WHAT YOU SHOULD DO: Set down exactly, and only, the lines from the one with "Target: gold fridge handle" to the final line of the entries, both included.

PROVIDED DATA:
---
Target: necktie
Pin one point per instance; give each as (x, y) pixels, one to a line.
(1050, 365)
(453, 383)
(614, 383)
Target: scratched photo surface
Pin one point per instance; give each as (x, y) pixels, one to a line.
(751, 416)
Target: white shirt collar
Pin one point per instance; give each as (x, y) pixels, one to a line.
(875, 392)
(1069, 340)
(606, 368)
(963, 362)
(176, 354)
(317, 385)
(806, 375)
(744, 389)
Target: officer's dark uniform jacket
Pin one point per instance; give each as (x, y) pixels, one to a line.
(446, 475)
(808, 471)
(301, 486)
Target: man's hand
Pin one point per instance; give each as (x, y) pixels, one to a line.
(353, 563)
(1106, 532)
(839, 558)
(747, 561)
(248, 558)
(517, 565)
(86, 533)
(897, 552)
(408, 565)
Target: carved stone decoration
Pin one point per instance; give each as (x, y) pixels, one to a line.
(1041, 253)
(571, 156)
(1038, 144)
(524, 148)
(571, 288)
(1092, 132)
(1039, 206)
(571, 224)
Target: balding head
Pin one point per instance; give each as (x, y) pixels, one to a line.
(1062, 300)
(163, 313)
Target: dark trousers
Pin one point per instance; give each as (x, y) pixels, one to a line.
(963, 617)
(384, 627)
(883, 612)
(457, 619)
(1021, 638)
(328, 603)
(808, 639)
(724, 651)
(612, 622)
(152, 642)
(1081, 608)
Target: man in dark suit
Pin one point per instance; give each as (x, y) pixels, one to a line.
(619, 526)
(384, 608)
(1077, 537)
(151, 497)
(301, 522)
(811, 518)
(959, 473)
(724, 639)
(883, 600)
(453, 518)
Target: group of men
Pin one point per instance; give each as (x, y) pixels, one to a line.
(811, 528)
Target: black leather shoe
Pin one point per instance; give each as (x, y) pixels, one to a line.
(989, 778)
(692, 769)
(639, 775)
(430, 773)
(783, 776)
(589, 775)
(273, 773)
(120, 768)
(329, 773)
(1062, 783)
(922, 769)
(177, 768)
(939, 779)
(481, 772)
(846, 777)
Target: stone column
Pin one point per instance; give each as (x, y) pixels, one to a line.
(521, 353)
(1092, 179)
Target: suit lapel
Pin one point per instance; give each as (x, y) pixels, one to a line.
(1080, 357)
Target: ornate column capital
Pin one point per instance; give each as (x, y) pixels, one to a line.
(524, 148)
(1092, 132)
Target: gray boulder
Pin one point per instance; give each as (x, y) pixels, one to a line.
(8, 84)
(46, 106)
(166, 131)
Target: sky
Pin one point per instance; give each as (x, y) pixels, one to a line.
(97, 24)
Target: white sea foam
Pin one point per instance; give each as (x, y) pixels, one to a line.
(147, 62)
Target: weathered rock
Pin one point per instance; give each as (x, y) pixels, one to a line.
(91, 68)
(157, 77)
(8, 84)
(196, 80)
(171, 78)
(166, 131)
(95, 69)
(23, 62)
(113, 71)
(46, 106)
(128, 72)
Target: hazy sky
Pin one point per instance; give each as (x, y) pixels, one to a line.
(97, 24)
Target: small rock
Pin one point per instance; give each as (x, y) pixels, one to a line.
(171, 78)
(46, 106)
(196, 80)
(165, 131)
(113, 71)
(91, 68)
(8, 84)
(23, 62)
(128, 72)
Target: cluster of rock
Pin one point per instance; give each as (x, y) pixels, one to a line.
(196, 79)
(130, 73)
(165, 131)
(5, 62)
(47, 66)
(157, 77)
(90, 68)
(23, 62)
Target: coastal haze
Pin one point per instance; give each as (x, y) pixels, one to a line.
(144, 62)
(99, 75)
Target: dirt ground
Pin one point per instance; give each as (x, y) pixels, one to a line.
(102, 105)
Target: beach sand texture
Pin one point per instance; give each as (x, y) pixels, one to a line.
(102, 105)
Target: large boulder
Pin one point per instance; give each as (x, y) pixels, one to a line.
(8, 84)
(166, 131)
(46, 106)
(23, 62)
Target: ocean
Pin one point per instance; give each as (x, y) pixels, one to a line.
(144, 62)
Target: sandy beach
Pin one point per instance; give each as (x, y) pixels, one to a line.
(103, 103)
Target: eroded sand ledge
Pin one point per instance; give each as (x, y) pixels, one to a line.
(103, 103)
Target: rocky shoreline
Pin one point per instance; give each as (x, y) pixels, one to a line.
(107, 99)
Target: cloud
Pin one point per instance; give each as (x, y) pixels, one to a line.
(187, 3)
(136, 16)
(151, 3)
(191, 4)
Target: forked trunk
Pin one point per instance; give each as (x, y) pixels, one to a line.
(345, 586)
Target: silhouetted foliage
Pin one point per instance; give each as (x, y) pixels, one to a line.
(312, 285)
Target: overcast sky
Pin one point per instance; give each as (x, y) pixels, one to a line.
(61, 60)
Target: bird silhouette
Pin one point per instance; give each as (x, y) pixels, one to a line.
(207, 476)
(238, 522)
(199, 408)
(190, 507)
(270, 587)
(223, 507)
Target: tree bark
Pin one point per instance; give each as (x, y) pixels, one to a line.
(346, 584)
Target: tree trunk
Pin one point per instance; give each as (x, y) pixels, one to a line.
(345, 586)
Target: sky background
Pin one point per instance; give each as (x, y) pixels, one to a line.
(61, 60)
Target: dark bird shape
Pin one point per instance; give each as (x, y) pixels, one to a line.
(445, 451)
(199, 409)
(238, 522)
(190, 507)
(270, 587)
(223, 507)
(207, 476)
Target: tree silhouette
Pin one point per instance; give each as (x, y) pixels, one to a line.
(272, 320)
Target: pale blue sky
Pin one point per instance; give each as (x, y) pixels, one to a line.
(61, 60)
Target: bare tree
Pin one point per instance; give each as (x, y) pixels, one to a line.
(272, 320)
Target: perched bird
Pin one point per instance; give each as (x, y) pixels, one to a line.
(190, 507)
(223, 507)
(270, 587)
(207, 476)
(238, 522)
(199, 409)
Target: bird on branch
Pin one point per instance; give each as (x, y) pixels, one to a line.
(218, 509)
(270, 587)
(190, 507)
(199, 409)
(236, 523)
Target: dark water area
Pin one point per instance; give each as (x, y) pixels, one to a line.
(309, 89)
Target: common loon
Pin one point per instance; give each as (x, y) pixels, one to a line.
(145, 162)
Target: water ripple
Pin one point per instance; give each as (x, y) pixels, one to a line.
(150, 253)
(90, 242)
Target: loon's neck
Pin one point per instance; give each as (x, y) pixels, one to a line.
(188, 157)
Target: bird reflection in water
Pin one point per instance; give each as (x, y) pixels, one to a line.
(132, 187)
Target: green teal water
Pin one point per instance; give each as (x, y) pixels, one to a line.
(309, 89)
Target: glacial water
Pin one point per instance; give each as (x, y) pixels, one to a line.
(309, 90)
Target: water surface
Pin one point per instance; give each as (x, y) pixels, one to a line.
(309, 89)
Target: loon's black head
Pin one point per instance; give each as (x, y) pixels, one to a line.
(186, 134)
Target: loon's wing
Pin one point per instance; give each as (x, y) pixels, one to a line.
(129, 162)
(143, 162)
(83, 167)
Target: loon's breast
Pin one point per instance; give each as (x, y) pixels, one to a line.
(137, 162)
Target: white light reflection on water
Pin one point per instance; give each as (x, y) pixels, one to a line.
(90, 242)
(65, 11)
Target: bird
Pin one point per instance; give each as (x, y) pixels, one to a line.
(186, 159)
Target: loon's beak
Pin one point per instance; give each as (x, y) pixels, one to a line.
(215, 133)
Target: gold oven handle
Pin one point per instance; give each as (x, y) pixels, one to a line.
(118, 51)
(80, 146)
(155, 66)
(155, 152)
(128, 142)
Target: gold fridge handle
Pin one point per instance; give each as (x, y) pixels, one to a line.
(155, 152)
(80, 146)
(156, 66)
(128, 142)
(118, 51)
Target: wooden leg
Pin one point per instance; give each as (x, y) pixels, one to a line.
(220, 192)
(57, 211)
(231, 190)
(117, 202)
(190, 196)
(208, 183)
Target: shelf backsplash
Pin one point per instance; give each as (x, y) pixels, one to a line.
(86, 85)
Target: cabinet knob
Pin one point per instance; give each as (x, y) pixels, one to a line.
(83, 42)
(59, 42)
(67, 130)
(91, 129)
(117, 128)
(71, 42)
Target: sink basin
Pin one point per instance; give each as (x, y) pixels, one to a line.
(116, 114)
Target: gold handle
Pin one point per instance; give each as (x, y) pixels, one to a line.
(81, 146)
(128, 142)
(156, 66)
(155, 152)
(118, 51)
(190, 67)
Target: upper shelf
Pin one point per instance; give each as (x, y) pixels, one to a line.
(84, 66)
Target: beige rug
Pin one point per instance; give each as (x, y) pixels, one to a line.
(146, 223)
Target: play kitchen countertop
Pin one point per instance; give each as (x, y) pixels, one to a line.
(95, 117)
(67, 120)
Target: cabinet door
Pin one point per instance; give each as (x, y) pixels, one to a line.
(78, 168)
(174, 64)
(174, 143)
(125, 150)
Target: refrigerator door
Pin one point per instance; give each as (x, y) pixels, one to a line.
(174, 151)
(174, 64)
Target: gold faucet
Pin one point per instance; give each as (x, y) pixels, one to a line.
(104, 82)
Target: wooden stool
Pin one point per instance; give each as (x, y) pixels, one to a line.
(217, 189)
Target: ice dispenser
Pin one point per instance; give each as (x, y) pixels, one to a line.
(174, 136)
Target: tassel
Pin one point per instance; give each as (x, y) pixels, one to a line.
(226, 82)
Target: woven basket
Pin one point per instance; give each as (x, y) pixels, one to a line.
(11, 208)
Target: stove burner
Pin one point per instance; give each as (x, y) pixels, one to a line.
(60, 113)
---
COMPLETE OUTPUT:
Target: gold fridge handle
Pin one point per instance; give each as (x, y) pixels, one to a line.
(155, 152)
(80, 146)
(156, 66)
(128, 142)
(118, 51)
Target: wooden leg
Pin one point per instance; give each as (x, y) pixels, one to a line.
(220, 192)
(57, 211)
(231, 190)
(117, 202)
(190, 196)
(208, 183)
Target: shelf backsplash
Pin one point per instance; give each as (x, y) pixels, one to a line.
(86, 85)
Target: cabinet knob
Pin one point per instance; give each as (x, y) pixels, one to a line.
(83, 42)
(59, 42)
(67, 130)
(91, 129)
(117, 128)
(71, 42)
Target: sink basin
Pin one point per instance; give each as (x, y) pixels, one to a line.
(116, 114)
Target: gold handle
Pin one point per instance; give each as (x, y) pixels, one to a line.
(81, 146)
(128, 142)
(156, 66)
(155, 152)
(118, 51)
(190, 67)
Target: upper shelf
Pin one point per instance; give each as (x, y) pixels, one to a line.
(84, 66)
Target: beige rug
Pin one point per instance; give each as (x, y) pixels, one to a line.
(146, 223)
Target: play kitchen countertop
Pin one point per instance; give each as (x, y) pixels, one to a line.
(95, 117)
(67, 120)
Target: cabinet door
Pin one point per instance; give each as (x, y) pixels, one to a line.
(78, 168)
(174, 64)
(174, 143)
(125, 150)
Target: refrigerator door
Pin one point per instance; give each as (x, y) pixels, one to a line.
(174, 151)
(174, 64)
Target: gold faucet
Pin one point per instance; give each as (x, y) pixels, one to a line.
(104, 82)
Target: wooden stool
Pin one point per instance; give each as (x, y) pixels, one to a line.
(217, 189)
Target: ice dispenser
Pin one point per instance; give each as (x, y) pixels, one to a line.
(174, 136)
Target: tassel
Pin one point per instance; give each as (x, y) pixels, one to a line.
(226, 82)
Target: woven basket
Pin one point per instance; give each as (x, y) pixels, one to a line.
(11, 208)
Target: stove burner
Pin one point per instance; give each as (x, y) pixels, one to a line.
(60, 113)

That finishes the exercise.